**Excerpt provided**
## begin

The integrals (41) can be expressed as generalized hypergeometric series
$$\begin{eqnarray}\displaystyle & & \displaystyle \mathop{\biggl(\mathop{\prod }_{i=1}^{n}{\displaystyle \frac{(u_{i}-1)!(v_{i}-1)!}{(u_{i}+v_{i}-1)!}}\biggr)}\nolimits_{n+1}F_{n}\left(\begin{array}{@{}c@{}}u_{1},\ldots ,u_{n},N\\ u_{1}+v_{1},\ldots ,u_{n}+v_{n}\end{array};\displaystyle 1\right)\nonumber\\ \displaystyle & & \displaystyle \quad ={\displaystyle \frac{\mathop{\prod }_{i=1}^{n}(v_{i}-1)!}{(N-1)!}}\mathop{\sum }_{k\geqslant 0}{\displaystyle \frac{(k)_{u_{1}}\cdots (k)_{u_{n}}(k+1)_{N-1}}{(k)_{u_{1}+v_{1}}\cdots (k)_{u_{n}+v_{n}}}}.\end{eqnarray}$$
If
$2u_{i}+v_{i}=N+1$
, then the corresponding generalized hypergeometric series is said to be well-poised.
5.3 Weight drop
In the context of Theorem 5.1, we say that the integral
$\int _{[0,1]^{n}}\unicode[STIX]{x1D714}$
has weight drop if the highest weight coefficient
$a_{n}(\unicode[STIX]{x1D714})$
vanishes. This amounts to saying that the class
$[\unicode[STIX]{x1D714}]$
actually lives in the step
$W_{2(n-1)}{\mathcal{Z}}_{n,\text{dR}}$
of the weight filtration, hence the terminology. We give a sufficient condition for this phenomenon to happen.

## end

**Available data**
## begin

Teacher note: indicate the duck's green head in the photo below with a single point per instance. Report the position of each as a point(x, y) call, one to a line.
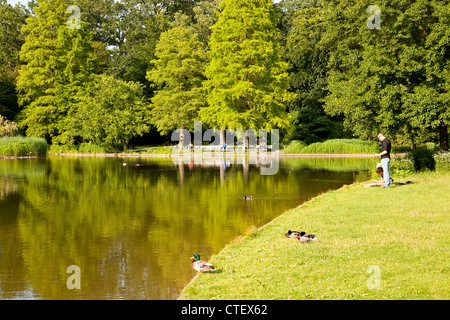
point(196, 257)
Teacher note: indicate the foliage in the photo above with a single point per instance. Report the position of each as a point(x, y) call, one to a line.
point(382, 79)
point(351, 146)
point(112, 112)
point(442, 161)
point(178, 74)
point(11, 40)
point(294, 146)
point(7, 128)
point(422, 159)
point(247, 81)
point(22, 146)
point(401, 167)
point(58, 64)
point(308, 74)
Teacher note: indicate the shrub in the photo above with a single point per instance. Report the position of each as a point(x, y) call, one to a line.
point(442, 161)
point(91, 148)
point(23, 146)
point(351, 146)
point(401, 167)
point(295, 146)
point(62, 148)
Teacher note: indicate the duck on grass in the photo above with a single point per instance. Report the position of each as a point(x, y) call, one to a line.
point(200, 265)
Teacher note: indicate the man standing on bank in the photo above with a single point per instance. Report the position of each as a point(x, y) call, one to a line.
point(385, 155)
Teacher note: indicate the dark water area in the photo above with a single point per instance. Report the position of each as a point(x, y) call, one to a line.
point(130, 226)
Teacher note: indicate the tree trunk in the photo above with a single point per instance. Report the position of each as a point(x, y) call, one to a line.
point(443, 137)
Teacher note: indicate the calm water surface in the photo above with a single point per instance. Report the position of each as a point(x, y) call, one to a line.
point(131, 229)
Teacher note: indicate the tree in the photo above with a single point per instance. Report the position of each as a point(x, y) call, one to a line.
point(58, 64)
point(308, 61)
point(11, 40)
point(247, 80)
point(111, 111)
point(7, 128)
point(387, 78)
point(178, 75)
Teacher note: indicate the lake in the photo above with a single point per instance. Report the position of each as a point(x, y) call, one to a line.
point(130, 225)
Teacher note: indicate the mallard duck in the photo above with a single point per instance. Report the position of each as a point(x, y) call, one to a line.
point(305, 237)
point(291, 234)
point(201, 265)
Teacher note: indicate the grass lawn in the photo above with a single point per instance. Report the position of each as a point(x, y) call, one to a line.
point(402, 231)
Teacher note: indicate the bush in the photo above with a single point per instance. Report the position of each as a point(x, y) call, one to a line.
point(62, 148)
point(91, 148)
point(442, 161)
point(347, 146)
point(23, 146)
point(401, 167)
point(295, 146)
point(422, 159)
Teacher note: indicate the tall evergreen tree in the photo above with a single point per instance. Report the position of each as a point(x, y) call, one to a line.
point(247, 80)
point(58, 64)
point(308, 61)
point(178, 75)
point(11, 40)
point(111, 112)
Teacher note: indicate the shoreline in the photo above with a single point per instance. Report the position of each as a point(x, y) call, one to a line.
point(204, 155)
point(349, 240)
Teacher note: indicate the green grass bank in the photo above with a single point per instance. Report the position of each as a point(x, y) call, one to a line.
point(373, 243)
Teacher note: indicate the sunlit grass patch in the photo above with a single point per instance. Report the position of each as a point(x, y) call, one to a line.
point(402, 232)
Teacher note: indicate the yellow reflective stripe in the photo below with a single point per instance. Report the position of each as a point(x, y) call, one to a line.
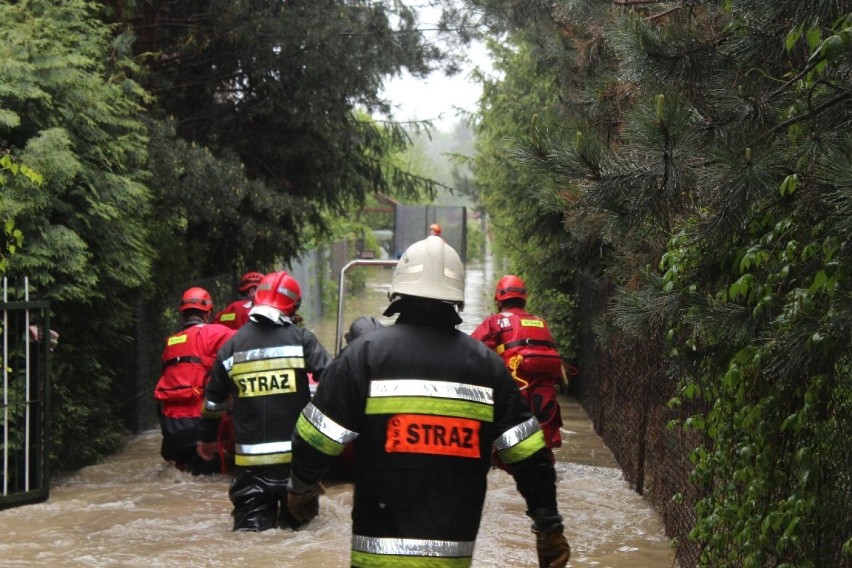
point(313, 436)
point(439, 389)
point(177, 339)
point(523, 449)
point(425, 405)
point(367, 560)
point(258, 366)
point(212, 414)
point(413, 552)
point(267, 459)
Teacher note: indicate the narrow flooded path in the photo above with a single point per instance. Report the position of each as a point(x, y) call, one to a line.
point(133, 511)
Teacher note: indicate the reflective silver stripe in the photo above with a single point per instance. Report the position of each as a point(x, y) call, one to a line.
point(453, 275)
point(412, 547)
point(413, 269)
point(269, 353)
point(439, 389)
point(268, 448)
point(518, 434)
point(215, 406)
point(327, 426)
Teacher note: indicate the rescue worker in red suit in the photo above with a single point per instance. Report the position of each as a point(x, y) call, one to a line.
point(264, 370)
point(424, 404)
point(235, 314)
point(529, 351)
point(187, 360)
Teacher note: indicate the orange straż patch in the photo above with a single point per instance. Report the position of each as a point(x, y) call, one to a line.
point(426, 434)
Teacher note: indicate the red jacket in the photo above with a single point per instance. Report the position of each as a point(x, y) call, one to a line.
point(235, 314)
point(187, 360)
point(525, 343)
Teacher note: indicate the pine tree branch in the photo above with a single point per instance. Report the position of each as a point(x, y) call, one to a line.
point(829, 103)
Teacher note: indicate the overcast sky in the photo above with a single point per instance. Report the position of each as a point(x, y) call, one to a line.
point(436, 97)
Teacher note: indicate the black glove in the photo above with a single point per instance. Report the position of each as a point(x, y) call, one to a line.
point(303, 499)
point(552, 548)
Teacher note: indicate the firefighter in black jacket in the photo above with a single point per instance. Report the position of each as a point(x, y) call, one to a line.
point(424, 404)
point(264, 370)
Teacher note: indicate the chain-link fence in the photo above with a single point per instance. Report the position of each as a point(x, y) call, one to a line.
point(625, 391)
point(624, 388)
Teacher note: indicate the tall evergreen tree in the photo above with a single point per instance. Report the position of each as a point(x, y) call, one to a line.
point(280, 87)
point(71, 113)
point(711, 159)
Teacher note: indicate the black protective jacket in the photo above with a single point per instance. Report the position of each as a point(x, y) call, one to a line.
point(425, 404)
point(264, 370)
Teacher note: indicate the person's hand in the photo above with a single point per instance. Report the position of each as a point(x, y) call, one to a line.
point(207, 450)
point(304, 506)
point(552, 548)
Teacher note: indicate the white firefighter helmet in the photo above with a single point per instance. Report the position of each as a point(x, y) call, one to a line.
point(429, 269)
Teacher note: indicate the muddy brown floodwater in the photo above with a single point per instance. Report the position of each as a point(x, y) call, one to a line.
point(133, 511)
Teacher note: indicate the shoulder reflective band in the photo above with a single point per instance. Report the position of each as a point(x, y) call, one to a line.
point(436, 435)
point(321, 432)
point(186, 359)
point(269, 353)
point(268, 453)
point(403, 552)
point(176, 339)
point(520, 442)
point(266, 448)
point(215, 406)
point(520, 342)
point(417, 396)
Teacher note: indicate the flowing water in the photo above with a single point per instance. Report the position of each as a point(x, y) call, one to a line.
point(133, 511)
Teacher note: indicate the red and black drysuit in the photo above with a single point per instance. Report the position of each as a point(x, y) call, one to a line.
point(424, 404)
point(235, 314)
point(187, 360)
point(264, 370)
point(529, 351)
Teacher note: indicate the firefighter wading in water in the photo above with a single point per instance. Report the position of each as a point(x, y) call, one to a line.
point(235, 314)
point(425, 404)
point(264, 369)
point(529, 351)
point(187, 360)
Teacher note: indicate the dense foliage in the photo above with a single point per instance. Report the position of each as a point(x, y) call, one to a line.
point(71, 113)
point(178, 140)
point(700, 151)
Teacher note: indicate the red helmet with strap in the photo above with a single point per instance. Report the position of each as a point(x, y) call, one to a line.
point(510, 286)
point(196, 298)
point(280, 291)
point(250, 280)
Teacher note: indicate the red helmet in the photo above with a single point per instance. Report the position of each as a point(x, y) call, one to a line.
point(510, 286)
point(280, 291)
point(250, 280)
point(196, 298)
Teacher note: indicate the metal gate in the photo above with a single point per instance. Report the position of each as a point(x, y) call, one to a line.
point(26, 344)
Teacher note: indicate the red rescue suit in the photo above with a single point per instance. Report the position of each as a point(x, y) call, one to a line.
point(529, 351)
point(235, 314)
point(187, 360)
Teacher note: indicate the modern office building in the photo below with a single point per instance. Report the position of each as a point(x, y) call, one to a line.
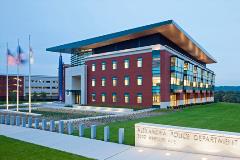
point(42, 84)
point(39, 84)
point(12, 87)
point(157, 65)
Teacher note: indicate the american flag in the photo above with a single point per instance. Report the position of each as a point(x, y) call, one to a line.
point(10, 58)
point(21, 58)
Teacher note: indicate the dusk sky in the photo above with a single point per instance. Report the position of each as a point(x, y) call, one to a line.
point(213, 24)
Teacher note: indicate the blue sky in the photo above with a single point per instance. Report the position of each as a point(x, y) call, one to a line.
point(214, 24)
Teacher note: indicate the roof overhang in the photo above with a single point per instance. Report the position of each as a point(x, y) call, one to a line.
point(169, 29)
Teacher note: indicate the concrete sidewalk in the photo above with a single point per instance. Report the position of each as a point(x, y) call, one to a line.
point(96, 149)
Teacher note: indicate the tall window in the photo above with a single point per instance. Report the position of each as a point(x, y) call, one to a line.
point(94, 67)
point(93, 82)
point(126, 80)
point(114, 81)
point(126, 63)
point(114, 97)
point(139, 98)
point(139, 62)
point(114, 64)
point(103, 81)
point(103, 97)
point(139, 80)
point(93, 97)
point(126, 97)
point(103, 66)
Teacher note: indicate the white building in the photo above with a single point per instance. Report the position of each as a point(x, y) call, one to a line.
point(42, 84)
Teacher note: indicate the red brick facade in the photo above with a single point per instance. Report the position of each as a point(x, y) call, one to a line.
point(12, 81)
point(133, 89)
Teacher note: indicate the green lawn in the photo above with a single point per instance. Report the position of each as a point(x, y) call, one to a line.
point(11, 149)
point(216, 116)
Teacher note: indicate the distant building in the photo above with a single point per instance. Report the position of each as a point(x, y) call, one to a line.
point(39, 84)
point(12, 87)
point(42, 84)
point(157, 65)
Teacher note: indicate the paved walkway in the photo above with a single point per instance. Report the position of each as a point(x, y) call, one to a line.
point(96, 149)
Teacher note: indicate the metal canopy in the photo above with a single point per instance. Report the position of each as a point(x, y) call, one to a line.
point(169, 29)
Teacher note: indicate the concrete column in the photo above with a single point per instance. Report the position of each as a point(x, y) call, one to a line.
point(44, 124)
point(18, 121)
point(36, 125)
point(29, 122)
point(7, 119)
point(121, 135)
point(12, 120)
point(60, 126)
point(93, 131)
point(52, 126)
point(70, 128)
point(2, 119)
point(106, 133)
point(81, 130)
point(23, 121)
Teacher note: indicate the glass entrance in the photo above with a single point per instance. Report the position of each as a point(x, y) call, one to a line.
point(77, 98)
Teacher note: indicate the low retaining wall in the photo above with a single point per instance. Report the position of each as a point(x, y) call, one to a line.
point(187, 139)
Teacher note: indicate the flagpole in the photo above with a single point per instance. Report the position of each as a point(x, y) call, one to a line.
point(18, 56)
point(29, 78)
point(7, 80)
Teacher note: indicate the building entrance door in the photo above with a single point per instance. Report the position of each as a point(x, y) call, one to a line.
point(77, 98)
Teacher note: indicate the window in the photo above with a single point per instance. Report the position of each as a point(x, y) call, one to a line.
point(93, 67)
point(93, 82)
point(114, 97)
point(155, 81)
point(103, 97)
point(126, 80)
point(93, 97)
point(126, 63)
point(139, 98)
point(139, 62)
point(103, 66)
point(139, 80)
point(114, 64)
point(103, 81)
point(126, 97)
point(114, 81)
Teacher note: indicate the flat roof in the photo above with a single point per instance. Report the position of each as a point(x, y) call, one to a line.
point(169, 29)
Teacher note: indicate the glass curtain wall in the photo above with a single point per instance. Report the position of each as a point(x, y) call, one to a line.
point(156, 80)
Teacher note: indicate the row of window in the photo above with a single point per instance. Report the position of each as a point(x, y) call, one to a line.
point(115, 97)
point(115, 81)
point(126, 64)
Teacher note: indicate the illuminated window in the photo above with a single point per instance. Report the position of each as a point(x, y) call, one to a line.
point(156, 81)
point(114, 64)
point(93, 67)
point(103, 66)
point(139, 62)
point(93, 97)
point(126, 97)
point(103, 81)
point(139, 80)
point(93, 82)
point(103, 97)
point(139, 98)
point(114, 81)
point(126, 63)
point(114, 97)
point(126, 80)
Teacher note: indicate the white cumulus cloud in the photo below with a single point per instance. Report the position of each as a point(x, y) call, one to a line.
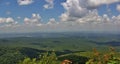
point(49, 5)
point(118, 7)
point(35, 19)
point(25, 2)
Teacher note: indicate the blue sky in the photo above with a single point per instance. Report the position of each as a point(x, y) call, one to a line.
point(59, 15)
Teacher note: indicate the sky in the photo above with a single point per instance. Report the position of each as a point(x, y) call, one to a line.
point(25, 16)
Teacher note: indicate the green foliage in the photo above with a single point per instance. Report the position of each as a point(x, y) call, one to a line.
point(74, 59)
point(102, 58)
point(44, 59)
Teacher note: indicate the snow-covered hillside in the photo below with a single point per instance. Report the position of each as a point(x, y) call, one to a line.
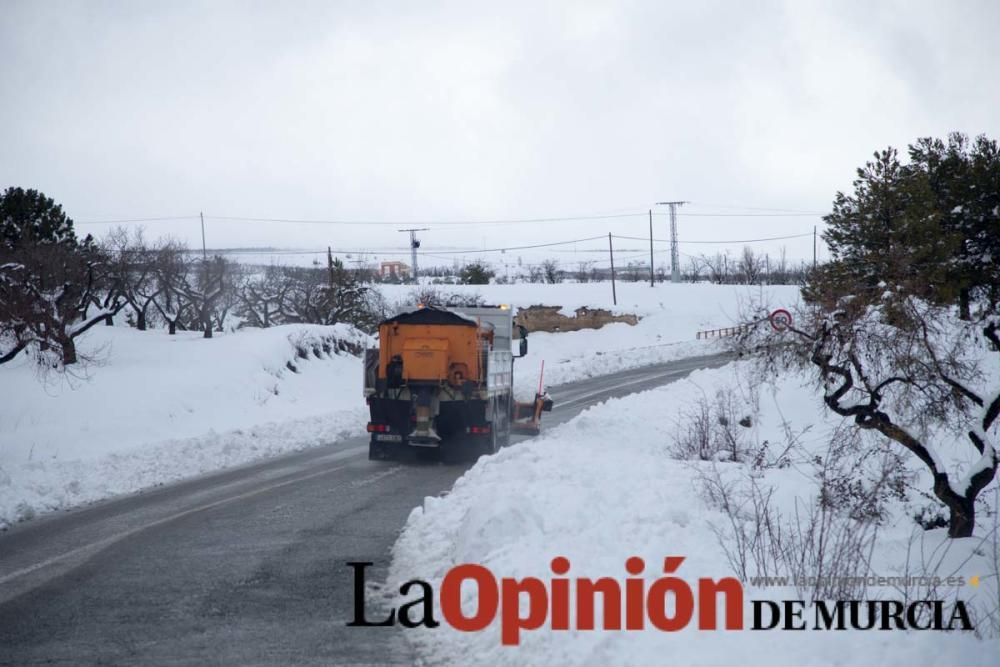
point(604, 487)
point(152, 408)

## end

**List of tasks**
1 > According to the passage on hypergeometric series and weight drop, what condition makes the corresponding generalized hypergeometric series well-poised?
2 > Reproduce the records from the line with "Teacher note: indicate the rescue" to the line with "point(426, 434)", keeping every character and line break unchanged.
The passage on hypergeometric series and weight drop has no connection to the records.

**Problem solutions**
1 > The series is well-poised if 2u_i + v_i = N + 1.

2 >
Teacher note: indicate the rescue worker in red suit in the photo above with a single point per instance. Report the position of each as a point(x, y) call, one to a line.
point(264, 370)
point(424, 404)
point(235, 314)
point(529, 351)
point(187, 360)
Teacher note: indicate the orange straż patch in the photo above with a single point per instance. Report the position of each as a point(x, y) call, one to a line.
point(426, 434)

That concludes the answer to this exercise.